(Natural-language object grounding data)
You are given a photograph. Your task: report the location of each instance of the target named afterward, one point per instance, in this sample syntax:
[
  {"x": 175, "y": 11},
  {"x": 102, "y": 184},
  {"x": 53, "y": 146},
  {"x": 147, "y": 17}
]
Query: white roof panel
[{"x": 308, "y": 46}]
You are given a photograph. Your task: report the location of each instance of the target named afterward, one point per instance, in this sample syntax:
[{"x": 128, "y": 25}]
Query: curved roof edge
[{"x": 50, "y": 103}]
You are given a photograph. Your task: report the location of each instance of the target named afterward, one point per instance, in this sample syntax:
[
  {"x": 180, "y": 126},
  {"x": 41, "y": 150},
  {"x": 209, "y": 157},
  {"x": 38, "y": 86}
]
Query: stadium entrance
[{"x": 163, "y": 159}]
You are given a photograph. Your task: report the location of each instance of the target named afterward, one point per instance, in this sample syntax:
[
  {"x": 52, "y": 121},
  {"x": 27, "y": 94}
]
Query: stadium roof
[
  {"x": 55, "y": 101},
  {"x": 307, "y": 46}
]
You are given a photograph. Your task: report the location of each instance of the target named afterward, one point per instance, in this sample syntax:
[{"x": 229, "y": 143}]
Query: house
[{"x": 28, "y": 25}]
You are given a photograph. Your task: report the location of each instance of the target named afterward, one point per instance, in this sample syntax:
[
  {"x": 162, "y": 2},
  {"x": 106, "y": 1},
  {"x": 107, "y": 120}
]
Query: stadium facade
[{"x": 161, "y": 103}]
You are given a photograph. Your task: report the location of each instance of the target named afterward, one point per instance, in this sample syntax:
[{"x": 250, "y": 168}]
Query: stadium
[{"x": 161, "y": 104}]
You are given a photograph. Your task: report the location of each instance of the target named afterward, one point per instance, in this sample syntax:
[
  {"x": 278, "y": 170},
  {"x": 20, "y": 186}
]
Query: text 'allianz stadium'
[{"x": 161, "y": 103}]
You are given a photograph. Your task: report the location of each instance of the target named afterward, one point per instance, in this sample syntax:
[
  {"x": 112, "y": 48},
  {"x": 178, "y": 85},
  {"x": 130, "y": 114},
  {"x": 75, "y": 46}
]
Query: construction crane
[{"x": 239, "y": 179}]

> [Problem]:
Reproduce the line that contains "Query: stadium roof" and each line after it through the last line of the entries above, exactly; leave out all earlier lines.

> [Written answer]:
Query: stadium roof
[
  {"x": 55, "y": 101},
  {"x": 307, "y": 46}
]
You are given a photograph. Your task: report the location of each instance of the target named afterward, one point per instance, in this sample syntax:
[{"x": 229, "y": 143}]
Query: house
[{"x": 28, "y": 25}]
You are given a photograph. Your task: report the location of each instance of the target named afterward, one point per instance, in this sample syntax:
[
  {"x": 162, "y": 2},
  {"x": 106, "y": 1},
  {"x": 107, "y": 120}
]
Query: stadium facade
[{"x": 161, "y": 103}]
You are given a photograph. Your task: report the location of each instance of the target named afterward, one point per instance, in this sample syntax:
[{"x": 250, "y": 168}]
Query: stadium
[{"x": 161, "y": 104}]
You are given a photograph. Your task: report the location of each instance of the target named afterward, one point per instance, in this sample syntax:
[
  {"x": 278, "y": 170},
  {"x": 20, "y": 186}
]
Query: text 'allianz stadium'
[{"x": 161, "y": 103}]
You are given a photograph. Your task: report the location of each instance of the target named afterward, one point per instance, in this sample syntax:
[
  {"x": 112, "y": 48},
  {"x": 178, "y": 85},
  {"x": 130, "y": 114},
  {"x": 75, "y": 46}
]
Query: construction crane
[{"x": 239, "y": 179}]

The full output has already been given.